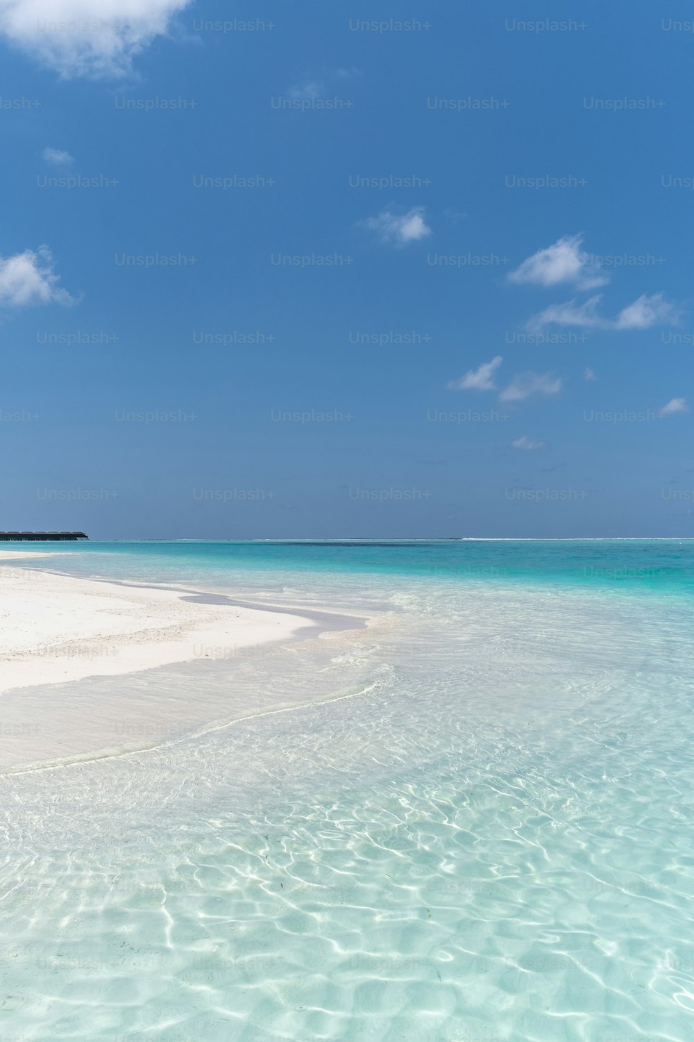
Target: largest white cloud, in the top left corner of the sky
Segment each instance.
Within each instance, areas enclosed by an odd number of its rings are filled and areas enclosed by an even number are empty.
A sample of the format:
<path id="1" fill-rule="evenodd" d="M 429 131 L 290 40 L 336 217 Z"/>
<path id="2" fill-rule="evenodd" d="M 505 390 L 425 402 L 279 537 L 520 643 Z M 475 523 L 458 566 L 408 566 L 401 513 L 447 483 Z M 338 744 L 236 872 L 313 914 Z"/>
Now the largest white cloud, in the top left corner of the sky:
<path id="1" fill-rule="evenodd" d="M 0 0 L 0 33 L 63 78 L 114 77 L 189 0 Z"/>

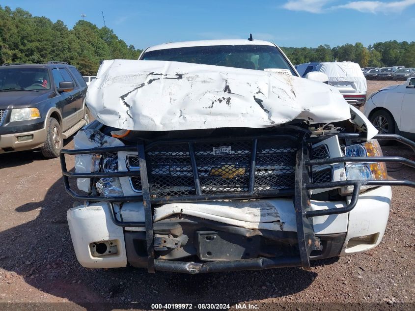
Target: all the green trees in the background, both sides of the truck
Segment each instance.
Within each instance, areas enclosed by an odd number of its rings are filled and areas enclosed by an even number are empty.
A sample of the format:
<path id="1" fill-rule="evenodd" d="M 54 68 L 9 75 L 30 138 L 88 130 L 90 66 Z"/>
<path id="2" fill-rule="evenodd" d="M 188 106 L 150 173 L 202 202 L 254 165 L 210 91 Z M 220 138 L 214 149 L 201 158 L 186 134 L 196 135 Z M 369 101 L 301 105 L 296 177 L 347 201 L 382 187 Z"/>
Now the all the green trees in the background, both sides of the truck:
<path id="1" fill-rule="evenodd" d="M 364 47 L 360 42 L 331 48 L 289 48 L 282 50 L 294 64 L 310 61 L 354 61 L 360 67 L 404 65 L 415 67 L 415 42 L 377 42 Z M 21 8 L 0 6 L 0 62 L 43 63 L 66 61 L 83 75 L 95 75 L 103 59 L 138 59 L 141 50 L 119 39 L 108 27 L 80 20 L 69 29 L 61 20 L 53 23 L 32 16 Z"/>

◆ EXERCISE GOAL
From the first line to the last, write out the data exactly, omitting any pictures.

◆ EXERCISE RESULT
Target: largest white cloud, in the top left corner of the sky
Segment each instance.
Within each instance, areas enclosed by an odd number of its rings are filled and areas enclosed by an even number are empty.
A sample of the format:
<path id="1" fill-rule="evenodd" d="M 429 131 L 290 40 L 336 217 Z"/>
<path id="2" fill-rule="evenodd" d="M 505 390 L 425 402 L 279 537 L 520 643 Z M 475 523 L 458 566 L 408 566 L 401 513 L 447 483 Z M 338 744 L 236 872 L 313 914 Z"/>
Now the largest white cloud, in the top left corner of the sky:
<path id="1" fill-rule="evenodd" d="M 0 0 L 0 33 L 63 78 L 114 77 L 189 0 Z"/>

Target: all the green trees in the background, both sides of the truck
Segment each instance.
Within each instance, areas enclosed by an odd number of its rings are filled and areas enclosed by an even number are empty.
A sample of the format:
<path id="1" fill-rule="evenodd" d="M 54 68 L 9 75 L 30 138 L 88 130 L 90 66 Z"/>
<path id="2" fill-rule="evenodd" d="M 188 106 L 150 173 L 202 202 L 254 165 L 210 91 Z M 220 138 L 214 149 L 201 158 L 186 134 L 196 135 Z M 369 101 L 301 105 L 296 177 L 347 201 L 382 187 Z"/>
Now the all the green trees in the background, both sides of the truck:
<path id="1" fill-rule="evenodd" d="M 364 47 L 360 42 L 331 48 L 289 48 L 282 50 L 294 64 L 310 61 L 354 61 L 360 67 L 404 65 L 415 67 L 415 42 L 377 42 Z M 21 8 L 0 6 L 0 62 L 43 63 L 66 61 L 83 75 L 95 75 L 103 59 L 138 59 L 141 50 L 119 39 L 108 27 L 80 20 L 69 29 L 61 20 L 53 23 L 32 16 Z"/>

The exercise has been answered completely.